# [EXTRACT TO READ]
I am working through the Armstrong Numbers exercise on Exercism's Clojure track. An armstrong number is a number equal to the sum of its digits raised to the power of the number of digits. 153 is an Armstrong number, because: 153 = 1^3 + 5^3 + 3^3 = 1 + 125 + 27 = 153. 154 is not an Armstrong number, because: 154 != 1^3 + 5^3 + 4^3 = 1 + 125 + 64 = 190.
The test file for this exercise will call the armstrong? function, pass in a number, and expects true if the number is an Armstrong number. I have already solved the problem with this code:
(ns armstrong-numbers)
(defn pow [a b]
(reduce * 1 (repeat b a)))
(defn armstrong? [num]
(->> num
(iterate #(quot % 10))
(take-while pos?)
(map #(mod % 10))
((fn [sq]
(map #(pow % (count sq))
sq)))
(apply +)
(= num)))
but now I am trying to refactor the code. This is what I would like the code to look like:
(ns armstrong-numbers
(:require [swiss.arrows :refer :all]))
(defn pow [a b]
(reduce * 1 (repeat b a)))
(defn armstrong? [num]
(-<>> num
(iterate #(quot % 10))
(take-while pos?)
(map #(mod % 10))
(map #(pow % (count <>))
<>)
(apply +)
(= num)))
A link to the package required above: https://github.com/rplevy/swiss-arrows.

# [RECORDED DATA]
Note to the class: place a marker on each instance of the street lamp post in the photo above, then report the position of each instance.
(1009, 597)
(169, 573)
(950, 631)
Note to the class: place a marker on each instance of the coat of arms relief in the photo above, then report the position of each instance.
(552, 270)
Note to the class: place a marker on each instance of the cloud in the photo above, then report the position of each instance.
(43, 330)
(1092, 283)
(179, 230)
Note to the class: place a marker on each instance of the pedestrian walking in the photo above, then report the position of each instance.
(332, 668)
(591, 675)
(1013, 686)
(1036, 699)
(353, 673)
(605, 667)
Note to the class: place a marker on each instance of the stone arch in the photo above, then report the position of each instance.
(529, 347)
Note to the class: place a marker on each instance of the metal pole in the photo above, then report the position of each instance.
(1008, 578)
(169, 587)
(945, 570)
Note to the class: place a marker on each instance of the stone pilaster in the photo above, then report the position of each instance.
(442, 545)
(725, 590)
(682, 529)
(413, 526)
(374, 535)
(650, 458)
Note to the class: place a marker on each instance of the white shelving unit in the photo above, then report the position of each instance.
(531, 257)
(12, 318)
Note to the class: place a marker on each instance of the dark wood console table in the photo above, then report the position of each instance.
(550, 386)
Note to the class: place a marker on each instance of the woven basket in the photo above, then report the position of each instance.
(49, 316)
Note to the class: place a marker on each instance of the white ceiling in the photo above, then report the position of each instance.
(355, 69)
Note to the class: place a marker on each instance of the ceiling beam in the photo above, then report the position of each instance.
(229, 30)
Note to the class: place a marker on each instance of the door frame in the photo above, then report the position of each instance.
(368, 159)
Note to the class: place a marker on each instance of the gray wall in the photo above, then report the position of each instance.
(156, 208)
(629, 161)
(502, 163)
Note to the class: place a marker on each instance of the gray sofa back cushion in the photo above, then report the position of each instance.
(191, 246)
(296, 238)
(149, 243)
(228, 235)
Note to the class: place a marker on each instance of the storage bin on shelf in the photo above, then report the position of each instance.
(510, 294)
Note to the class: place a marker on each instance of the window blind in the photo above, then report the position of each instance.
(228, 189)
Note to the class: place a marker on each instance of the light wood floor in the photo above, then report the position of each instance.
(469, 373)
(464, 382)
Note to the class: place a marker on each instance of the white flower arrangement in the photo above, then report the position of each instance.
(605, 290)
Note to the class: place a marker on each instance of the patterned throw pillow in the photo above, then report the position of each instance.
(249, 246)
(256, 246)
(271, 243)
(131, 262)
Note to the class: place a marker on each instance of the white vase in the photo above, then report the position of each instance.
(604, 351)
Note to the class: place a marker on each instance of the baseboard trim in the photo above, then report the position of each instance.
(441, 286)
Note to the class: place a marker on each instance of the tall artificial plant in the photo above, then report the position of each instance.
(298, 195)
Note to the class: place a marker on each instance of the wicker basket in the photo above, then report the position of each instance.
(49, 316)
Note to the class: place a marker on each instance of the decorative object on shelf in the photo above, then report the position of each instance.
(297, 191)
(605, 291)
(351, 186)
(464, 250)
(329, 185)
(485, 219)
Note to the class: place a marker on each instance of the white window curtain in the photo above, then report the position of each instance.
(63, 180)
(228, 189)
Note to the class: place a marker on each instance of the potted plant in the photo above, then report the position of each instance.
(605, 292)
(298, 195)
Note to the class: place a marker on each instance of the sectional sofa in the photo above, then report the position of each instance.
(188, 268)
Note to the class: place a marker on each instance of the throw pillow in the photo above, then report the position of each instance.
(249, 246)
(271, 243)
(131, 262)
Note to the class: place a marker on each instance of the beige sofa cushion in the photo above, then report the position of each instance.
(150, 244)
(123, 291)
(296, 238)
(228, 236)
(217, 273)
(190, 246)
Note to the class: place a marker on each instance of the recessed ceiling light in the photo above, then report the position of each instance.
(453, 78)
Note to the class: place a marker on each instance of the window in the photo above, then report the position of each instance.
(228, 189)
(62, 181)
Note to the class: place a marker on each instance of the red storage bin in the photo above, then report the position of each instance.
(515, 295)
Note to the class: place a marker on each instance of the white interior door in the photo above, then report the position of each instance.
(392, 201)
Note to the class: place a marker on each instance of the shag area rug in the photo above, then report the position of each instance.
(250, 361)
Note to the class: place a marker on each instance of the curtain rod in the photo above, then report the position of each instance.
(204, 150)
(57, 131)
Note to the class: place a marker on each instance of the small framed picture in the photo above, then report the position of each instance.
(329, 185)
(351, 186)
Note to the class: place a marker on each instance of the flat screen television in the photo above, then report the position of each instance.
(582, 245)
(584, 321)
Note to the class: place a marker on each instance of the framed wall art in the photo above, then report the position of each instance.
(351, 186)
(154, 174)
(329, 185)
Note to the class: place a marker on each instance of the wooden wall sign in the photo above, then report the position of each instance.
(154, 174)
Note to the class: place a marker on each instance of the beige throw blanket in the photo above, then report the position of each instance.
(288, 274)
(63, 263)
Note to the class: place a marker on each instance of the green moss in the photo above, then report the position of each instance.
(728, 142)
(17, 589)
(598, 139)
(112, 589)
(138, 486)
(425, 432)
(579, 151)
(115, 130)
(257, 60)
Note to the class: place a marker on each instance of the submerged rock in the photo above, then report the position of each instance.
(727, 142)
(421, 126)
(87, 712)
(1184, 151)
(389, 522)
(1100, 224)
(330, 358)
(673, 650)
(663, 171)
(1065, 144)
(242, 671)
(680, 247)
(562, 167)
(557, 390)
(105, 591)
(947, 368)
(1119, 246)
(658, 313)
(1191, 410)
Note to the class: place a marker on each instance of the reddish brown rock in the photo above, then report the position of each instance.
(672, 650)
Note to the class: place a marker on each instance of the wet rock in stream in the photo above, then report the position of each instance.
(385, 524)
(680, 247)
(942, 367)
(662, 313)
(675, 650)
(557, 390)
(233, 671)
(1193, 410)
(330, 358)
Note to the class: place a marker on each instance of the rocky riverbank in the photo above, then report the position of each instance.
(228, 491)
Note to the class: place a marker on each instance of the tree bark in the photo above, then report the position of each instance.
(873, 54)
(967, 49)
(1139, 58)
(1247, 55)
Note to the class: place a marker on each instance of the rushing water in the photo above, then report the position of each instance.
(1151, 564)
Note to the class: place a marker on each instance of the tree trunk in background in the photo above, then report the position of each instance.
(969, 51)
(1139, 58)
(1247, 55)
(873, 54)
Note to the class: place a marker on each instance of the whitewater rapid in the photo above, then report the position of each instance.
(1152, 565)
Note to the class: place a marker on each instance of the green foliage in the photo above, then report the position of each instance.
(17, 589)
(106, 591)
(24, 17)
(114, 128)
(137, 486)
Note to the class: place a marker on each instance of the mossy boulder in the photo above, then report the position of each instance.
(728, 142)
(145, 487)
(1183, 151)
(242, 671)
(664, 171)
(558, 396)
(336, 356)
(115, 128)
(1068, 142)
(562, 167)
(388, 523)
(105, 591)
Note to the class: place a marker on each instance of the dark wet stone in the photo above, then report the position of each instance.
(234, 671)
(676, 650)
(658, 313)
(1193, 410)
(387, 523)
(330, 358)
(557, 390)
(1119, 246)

# [DIRECTIVE 1]
According to the post about Armstrong numbers, what is the sum of the cubes of the digits of 154?
# [DIRECTIVE 2]
State whether each statement agrees with the post about Armstrong numbers, and back each answer with a quotation from it: (a) The writer has already solved the exercise. (b) The refactored version requires the swiss.arrows package. (c) 153 is not an Armstrong number.

# [EXERCISE SOLUTION 1]
190

# [EXERCISE SOLUTION 2]
(a) Yes: "I have already solved the problem with this code"
(b) Yes: "(:require [swiss.arrows :refer :all])"
(c) No: "153 is an Armstrong number"